- **Problem requirements**
Pick up the review of Fiona Apple's show at the Orpheum after its final sentence and continue it in the same style.

- **Document section**
──────
Dark Material Puts The Bite In Apple's Show
Boston Globe   
Feb 26, '00

by Steve Morse

Fiona Apple represents the flip side of the bubblegum pop of Britney Spears and the other formulaic MTV creations. Apple sings about the non-fluffy side of reality - about relationships gone bad, about the attendant scars, and about trying to dig out and move on.

Apple survived a troubled youth, moving on to sell 13 million copies of her debut album, ''Tidal,'' three years ago. She was only 19 at the time. Three years later, she's back with a new album, ''When the Pawn ...,'' which hasn't done as well (No. 127 on this week's Billboard charts), but marks an artistic progression for her. Such progress was once what music was all about, until the accountants took over at record labels and decided that it was only measured in sales. 

Apple is lucky, though. She had her blockbuster album early - and now she can work on her craft. That was clear at last night's show before a sold-out crowd of 2,800 at the Orpheum. Apple didn't need to rely on trumped-up, dance-production numbers to make her point. She merely sang her heart out and that was enough to confirm that she's going to be a career artist always worth watching, while bubblegummers fade away. 

What was striking was her newfound confidence. When Apple first played the Orpheum in 1998 (opening for Chris Isaak), she stammered around and talked in a nervous, speed-rapping tone. She admitted last night that she did ''too much talking'' on that earlier tour, so she cooled it this time. However, she did blurt out boldly: ''I'm just going to say it - we're going to do a fabulous show!'' 

Fabulous is a loaded word, but Apple delivered a very strong performance that connected with the crowd throughout. She did one too many piano ballads from her new album (which could use a few more uptempo tracks), but there wasn't an insincere note struck all night. She showed an extraordinary vocal range, from the ravaged, Marianne Faithfull-like ''Sullen Girl,'' to the eccentric, Tori Amos-style ''Get Gone,'' to a surprise encore of Cole Porter's standard, ''Just One of Those Things,'' about a love tryst that doesn't last. For this song, she departed from her able, five-piece band to sing to a backing track complete with static-y scratches taken from an old vinyl record.
──────
(Free-text object descriptions)
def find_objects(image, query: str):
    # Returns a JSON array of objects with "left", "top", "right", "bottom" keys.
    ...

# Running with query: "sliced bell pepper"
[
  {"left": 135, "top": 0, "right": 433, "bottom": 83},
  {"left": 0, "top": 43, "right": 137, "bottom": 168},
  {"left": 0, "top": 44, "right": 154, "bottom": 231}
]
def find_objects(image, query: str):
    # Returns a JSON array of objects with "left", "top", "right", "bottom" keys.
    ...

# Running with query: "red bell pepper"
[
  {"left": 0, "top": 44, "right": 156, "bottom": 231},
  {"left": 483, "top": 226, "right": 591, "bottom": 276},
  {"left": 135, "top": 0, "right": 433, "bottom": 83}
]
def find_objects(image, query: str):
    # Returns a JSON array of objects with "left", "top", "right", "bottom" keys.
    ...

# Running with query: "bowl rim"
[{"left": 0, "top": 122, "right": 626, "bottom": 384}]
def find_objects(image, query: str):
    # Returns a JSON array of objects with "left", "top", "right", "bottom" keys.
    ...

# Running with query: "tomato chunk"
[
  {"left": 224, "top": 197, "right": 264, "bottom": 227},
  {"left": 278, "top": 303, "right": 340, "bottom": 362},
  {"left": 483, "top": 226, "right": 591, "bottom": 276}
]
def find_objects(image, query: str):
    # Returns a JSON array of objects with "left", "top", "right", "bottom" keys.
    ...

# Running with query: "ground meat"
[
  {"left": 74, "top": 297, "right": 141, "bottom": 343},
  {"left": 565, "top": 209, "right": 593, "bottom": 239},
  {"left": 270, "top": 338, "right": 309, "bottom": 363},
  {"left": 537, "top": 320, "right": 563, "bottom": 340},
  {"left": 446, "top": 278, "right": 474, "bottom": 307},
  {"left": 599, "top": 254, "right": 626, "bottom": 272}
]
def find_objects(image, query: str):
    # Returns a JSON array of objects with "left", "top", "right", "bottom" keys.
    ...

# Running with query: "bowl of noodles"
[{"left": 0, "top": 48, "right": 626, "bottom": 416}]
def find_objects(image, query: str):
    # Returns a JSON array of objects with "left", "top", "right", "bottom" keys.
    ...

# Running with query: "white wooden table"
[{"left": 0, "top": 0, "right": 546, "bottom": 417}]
──────
- **Exercise response**
Apple sang and shook with charismatic, spidery movements at her piano for most of the night, but also jumped up to electrify the crowd at the front of the stage on several tunes, including her hit ''Criminal,'' flapping her stringy hair to the beat and shimmying, in a pink top that revealed plenty of midriff. 

Her show was an empowering experience. Although some songs were buried in angst, others flashed explosive anger (such as ''Get Gone,'' about kissing off a boyfriend) and these drew waves of applause from the young women in the crowd. 

Much of Apple's repertoire might be classified as cabaret noir, but the way she so uninhibitedly works out her demons is what makes it so engaging. And her band added to the edge, especially guitarist Lucky Lockwood (on biting slide guitar) and bassist Keith Love. 

The opening Jurassic 5, a hip-hop quartet with two backup DJs, showed some earnest skills, but was out of place in this setting. Much of the crowd tolerated them, but didn't really seem to listen.